— start of Raw data —

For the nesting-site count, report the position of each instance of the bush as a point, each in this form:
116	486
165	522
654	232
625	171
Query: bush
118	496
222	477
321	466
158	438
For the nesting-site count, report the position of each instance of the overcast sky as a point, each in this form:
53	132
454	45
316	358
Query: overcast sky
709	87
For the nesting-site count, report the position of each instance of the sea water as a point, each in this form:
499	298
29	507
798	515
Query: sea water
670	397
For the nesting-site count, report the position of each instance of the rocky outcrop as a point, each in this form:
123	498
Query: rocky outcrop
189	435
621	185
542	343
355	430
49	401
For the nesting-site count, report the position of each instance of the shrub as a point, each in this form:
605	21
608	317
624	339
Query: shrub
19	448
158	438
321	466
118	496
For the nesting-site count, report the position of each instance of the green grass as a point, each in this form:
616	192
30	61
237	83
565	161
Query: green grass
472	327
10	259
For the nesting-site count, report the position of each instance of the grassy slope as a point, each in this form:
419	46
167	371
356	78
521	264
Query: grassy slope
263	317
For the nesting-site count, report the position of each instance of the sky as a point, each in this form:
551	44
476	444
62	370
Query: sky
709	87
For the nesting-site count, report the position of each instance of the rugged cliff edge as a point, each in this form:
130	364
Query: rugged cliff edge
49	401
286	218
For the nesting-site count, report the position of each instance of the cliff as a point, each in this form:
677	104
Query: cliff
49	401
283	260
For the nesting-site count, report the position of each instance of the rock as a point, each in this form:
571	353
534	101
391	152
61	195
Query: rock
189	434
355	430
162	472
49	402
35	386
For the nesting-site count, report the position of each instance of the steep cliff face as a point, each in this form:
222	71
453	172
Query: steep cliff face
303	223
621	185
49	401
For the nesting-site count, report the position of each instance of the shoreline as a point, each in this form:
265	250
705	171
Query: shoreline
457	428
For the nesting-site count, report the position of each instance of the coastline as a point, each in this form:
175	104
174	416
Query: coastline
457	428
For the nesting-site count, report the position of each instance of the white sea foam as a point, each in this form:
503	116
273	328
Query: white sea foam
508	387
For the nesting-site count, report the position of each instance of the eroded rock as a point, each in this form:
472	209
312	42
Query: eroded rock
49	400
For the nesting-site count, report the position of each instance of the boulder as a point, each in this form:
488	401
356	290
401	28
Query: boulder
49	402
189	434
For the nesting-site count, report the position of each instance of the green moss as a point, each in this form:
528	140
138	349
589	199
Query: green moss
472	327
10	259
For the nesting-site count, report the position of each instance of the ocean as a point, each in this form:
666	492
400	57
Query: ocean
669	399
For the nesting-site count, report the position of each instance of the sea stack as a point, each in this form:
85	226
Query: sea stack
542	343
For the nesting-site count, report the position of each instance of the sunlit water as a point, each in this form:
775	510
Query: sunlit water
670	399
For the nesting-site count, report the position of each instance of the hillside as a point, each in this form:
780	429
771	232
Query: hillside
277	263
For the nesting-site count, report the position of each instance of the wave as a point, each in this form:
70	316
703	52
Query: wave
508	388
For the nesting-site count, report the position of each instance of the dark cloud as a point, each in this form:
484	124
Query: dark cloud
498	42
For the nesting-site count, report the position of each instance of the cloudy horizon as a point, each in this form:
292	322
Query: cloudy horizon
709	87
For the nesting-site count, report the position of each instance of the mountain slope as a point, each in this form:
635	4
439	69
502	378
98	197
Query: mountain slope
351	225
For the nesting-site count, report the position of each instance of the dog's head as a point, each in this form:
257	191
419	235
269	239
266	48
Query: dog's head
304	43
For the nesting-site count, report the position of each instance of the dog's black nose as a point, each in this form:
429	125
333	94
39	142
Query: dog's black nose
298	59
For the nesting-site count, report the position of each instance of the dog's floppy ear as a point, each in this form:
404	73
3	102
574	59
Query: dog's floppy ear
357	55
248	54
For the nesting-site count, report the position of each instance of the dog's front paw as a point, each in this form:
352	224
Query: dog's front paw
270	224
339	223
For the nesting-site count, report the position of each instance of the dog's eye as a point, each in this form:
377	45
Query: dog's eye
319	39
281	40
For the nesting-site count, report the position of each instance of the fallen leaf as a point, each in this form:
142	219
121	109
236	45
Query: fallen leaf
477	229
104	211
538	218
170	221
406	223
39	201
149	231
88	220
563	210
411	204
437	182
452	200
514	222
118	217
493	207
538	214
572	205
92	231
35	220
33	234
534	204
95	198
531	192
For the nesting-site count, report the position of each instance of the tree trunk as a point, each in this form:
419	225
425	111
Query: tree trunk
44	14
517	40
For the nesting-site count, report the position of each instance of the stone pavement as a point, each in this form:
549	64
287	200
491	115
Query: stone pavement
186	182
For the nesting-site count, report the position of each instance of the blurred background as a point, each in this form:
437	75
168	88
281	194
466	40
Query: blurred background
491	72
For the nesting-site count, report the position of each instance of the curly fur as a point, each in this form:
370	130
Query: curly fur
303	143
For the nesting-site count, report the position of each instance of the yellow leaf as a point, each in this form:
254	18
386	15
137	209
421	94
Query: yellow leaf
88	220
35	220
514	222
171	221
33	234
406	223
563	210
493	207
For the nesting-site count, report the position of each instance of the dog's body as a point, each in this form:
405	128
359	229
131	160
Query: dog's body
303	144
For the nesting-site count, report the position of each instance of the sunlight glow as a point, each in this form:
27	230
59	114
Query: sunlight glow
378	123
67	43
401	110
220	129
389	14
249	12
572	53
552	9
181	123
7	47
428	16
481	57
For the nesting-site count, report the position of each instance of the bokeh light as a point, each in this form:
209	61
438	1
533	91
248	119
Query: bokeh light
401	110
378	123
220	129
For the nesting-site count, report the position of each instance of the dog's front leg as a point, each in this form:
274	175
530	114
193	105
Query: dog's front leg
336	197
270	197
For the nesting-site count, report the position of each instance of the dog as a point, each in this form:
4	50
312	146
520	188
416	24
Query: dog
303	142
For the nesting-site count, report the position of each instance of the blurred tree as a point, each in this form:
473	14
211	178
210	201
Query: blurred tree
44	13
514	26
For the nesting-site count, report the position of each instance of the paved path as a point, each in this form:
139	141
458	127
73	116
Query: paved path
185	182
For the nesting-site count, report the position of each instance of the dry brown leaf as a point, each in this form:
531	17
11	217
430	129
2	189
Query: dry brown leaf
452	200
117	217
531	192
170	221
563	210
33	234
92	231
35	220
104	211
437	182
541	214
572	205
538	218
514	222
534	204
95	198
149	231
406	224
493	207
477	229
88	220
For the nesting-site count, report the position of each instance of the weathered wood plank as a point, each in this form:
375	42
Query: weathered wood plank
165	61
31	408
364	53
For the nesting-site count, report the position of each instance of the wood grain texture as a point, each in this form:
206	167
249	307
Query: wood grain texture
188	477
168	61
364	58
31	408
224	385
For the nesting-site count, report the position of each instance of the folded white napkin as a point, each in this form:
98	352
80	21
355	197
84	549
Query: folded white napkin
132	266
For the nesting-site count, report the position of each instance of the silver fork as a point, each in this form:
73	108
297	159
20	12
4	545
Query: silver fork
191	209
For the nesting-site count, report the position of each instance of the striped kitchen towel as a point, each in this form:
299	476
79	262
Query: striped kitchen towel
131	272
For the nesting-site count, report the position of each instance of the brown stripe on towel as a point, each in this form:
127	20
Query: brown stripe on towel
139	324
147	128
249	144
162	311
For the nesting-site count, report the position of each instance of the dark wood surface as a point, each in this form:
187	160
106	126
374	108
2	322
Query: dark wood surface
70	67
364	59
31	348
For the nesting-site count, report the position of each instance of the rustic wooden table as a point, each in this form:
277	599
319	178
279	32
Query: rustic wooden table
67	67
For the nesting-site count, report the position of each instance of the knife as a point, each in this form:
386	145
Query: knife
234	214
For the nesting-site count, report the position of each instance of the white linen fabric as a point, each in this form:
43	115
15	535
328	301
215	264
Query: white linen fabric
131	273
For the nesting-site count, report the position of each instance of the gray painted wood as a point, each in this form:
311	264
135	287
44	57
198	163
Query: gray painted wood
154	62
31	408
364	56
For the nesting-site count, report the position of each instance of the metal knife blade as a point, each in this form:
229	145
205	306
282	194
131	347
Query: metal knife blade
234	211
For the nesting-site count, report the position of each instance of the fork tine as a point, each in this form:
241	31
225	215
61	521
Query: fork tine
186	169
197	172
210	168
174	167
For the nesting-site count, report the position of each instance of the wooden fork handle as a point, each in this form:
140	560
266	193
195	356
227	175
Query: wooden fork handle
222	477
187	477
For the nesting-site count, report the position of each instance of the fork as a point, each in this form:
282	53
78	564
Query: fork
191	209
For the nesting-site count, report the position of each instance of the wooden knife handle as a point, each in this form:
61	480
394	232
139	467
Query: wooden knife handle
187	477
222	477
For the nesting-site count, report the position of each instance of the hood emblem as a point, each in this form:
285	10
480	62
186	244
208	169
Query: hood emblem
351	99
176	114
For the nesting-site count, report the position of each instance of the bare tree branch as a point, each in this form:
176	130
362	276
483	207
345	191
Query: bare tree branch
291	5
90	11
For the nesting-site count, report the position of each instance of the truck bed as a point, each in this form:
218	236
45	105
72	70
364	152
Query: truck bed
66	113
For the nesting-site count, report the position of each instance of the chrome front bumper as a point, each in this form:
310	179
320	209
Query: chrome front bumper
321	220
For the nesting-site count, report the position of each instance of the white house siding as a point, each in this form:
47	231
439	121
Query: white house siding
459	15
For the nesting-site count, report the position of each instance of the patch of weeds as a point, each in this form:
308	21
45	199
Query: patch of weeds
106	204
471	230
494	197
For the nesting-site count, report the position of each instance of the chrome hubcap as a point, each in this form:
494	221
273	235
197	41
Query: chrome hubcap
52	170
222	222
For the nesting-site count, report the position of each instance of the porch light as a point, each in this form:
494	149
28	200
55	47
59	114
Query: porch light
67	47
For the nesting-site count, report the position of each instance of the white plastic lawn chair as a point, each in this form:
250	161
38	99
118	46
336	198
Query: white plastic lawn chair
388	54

— end of Raw data —

** Problem to solve **
Retype verbatim the rows from the line containing "of the truck" through the last line of the rows, both ends included.

** Full output **
For the nesting-site count, report the position of each instance of the truck bed as a point, each in this form:
218	236
45	105
72	70
364	152
Query: truck bed
66	113
For the nesting-site count, report the position of each instance of the chrome front bumper as a point, each in this form:
310	179
320	209
Query: chrome front bumper
321	220
For the nesting-site count, report the position of each instance of the white house siding as a point, each in this form:
47	231
439	121
Query: white house siding
459	15
For the nesting-site count, report the position of each instance of the patch of weeds as a point, each in this form:
308	21
45	199
Query: patch of weeds
106	204
471	230
494	197
For the nesting-site count, report the position of each instance of the chrome hubcap as a point, each in this form:
494	221
273	235
197	41
Query: chrome hubcap
52	170
222	222
For the nesting-site count, report the position of each instance of the porch light as a point, each in this form:
494	149
28	200
55	47
59	114
Query: porch light
67	47
For the nesting-site count, report the position of each instance of the white plastic lawn chair as a point, each in this form:
250	161
38	99
118	46
336	198
Query: white plastic lawn chair
388	54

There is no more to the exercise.